***** DATASET
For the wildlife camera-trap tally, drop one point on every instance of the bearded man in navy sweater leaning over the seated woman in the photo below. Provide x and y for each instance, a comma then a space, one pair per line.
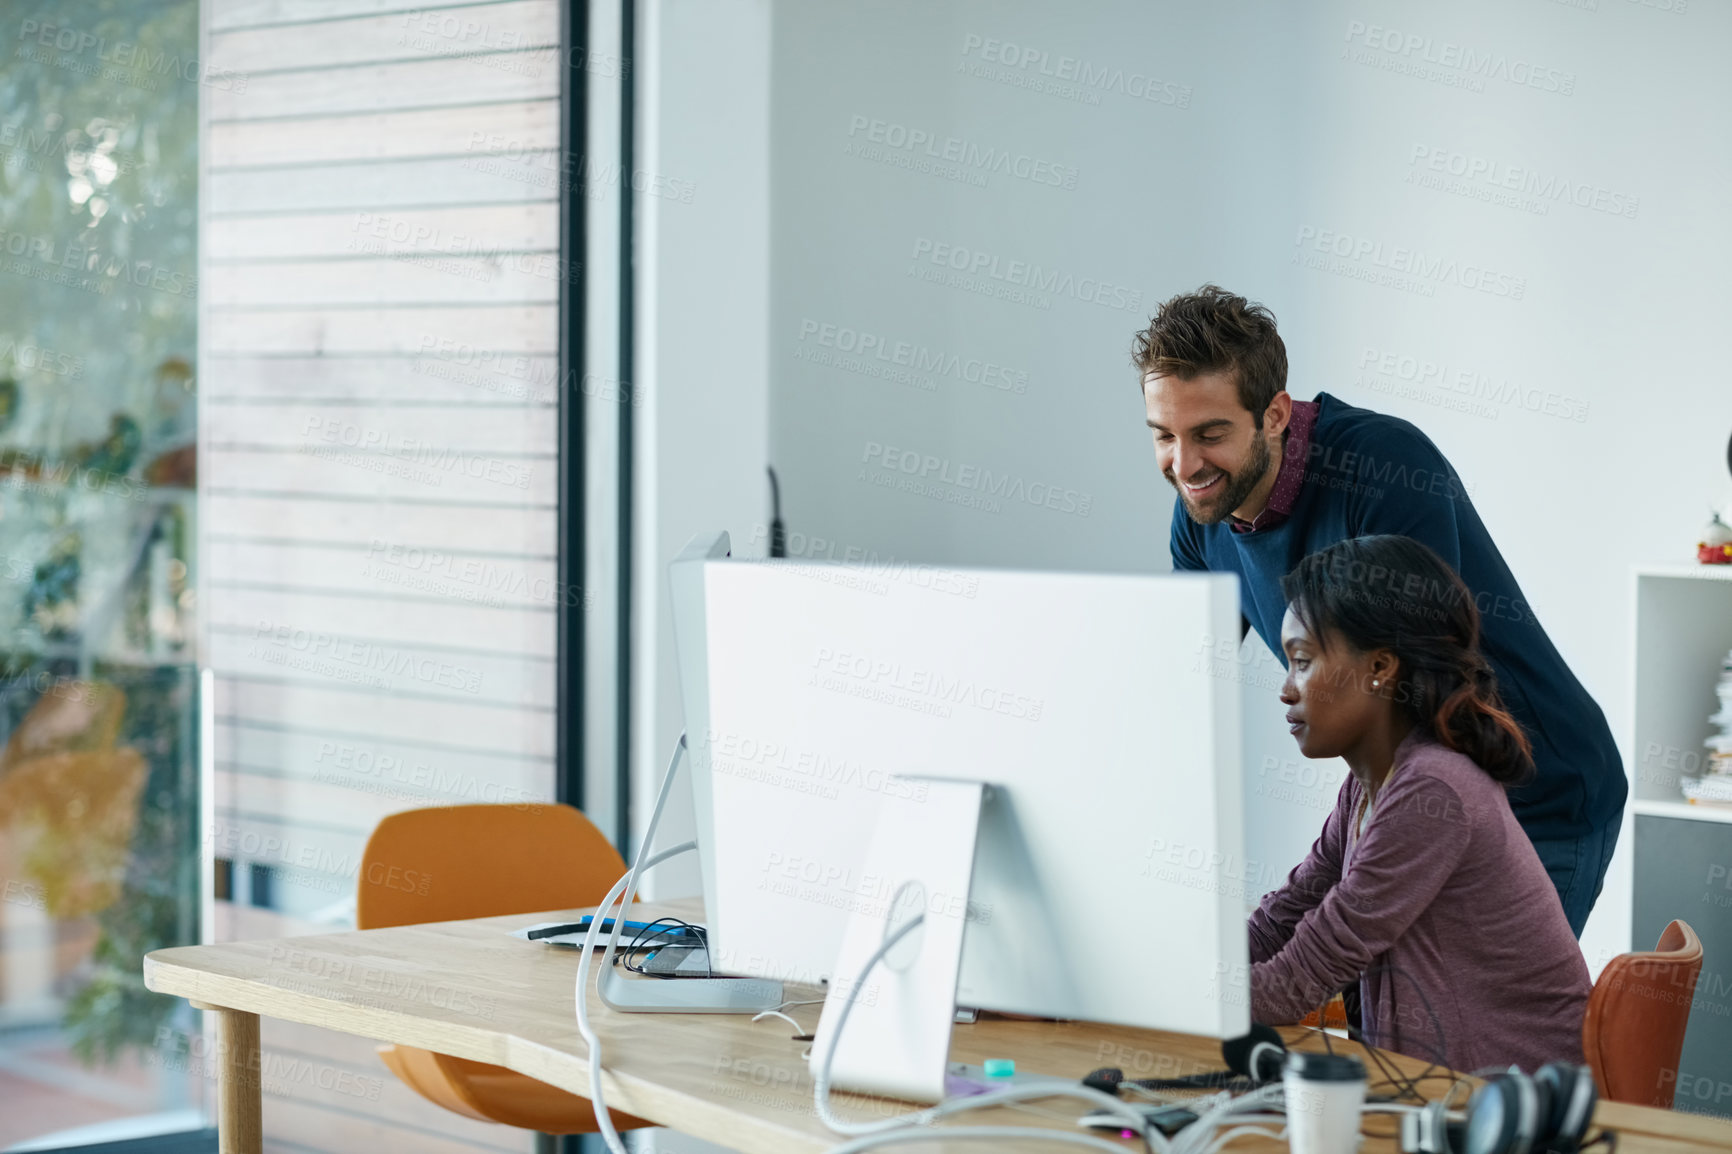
1265, 481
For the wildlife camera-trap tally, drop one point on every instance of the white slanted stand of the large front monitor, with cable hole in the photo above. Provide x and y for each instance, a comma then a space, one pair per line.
898, 1034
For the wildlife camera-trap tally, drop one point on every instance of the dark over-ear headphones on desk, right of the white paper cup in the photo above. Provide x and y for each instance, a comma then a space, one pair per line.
1513, 1113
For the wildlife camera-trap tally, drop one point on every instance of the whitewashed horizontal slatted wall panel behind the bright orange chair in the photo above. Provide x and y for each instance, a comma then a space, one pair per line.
382, 282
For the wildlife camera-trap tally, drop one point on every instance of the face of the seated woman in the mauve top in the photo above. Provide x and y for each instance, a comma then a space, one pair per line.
1329, 694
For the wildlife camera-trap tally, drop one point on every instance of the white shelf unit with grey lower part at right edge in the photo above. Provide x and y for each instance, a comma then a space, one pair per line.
1679, 852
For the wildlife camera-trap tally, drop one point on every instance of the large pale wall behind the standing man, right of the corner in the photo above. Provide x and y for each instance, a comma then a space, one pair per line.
1270, 127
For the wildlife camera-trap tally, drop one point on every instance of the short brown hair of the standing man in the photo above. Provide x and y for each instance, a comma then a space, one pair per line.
1215, 332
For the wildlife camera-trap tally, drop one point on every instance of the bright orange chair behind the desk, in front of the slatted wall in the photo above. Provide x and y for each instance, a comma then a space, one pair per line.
489, 860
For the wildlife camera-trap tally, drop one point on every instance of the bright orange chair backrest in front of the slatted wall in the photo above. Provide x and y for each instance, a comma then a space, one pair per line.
475, 862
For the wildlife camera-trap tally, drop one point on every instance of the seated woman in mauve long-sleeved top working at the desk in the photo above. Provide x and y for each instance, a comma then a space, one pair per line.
1423, 886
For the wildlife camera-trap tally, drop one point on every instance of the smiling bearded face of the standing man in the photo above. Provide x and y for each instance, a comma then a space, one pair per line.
1208, 446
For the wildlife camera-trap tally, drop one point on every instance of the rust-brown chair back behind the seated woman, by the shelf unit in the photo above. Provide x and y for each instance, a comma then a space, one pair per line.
1634, 1030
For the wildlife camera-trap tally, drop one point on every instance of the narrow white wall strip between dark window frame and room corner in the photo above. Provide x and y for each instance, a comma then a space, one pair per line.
704, 290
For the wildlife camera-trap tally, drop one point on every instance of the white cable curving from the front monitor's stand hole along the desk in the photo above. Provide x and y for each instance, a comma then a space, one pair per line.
898, 1129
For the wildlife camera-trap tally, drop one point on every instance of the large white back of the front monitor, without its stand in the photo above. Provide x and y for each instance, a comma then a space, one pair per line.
1109, 869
**********
- [WHAT THIS TASK INVOLVES]:
Make a word-for-word copy of the entries, without any pictures.

- [TASK RESPONSE]:
For the wildlife camera-trap tally, drop one point on every instance of the bearded man in navy sweater leaning over the seated woman in the photo below. Provide x and y for each instance, a comma then a space, one pair per line.
1265, 481
For the wildlife camera-trap tally, drop one point on every instance of the white slanted stand of the large front monitor, with cable hole in the photo above. Provide x and y for each instance, a comma then a space, one pair per line.
898, 1034
For the wildlife camera-trap tally, drop one point on every instance of the dark over-ear headphones on desk, right of the white paper cup in the photo above. Provide x and y for each instance, a comma then a space, one pair per line.
1513, 1113
For the wildlife camera-trap tally, drop one point on every instance of the whitewashed horizontal slatted wall panel behind the bright orange chair in the photo above. Provide x and y for each instance, a comma then a space, one pair per line.
382, 282
For the wildlife camera-trap tally, drop one point on every instance of the face of the seated woman in the mauve top in the photo above. Provide x and y for each instance, a comma then a space, one pair per line.
1329, 694
For the wildlife camera-trap tally, drop one point on every instance of the white shelf unit with grey lower part at right edge in the photo above. Provide x and y for each instance, a comma then a space, one pair per line.
1679, 852
For the wildlife camera-trap tally, drop one point on every instance of the large pale wall behind the standing man, right of the corner in the photo above. Provide x and y for each instance, a comma then a space, one pair per line.
1270, 127
For the wildlife camera-trap tally, drop one point on every instance of the short brown hair of the standing man in the photo above. Provide x and y for each instance, a comma then a space, one pair per line.
1215, 332
For the wildlife camera-trap tally, drop one point on every instance of the bright orange chair behind the desk, in front of the slatted wall in the photo above. Provide x and y for each instance, a comma then a space, one pair per line.
489, 860
For the wildlife camera-trap tally, drop one point on every instance of the bright orange chair backrest in front of the slatted wall in the photo above. Provide x and y for each instance, a comma then a space, one pair per line.
475, 862
For the wildlife camera-trap tally, drop one point on every instance of the seated woman in mauve long-sleeved top working at the desk in the photo above. Provide x and y for each instance, a comma then a space, one pair per line.
1423, 886
For the wildlife camera-trap tally, drop one point on every instance of the smiling bearded face of the standing man in the photo above. Provide x and y for each instance, a comma then a space, one pair per line.
1208, 446
For the wildlife camera-trap tally, drop one point on every instance of the rust-brown chair back behind the seated woman, by the shelf unit in the photo above. Provide x and y for each instance, a comma then a space, one pair per line.
1634, 1030
For the wildlife camera-trap tally, drop one point on every instance of the narrow white wall strip between dark window frame and room corner in the photo above. Provide x and y for each instance, a comma then a space, one pair per line.
704, 290
For the wildlife camera-trap tally, drop one point on every instance of the white cable curving from the front monitor's stand hole along the desk in the photo above. Provide x and y for each instance, a comma then a space, one pair per line.
898, 1129
For the wildlife camera-trap tally, drop one point on every instance of the large white back of the front monitor, without its stand in the photo above. Provide x and y for each instance, a comma then a space, one pair per line.
1109, 869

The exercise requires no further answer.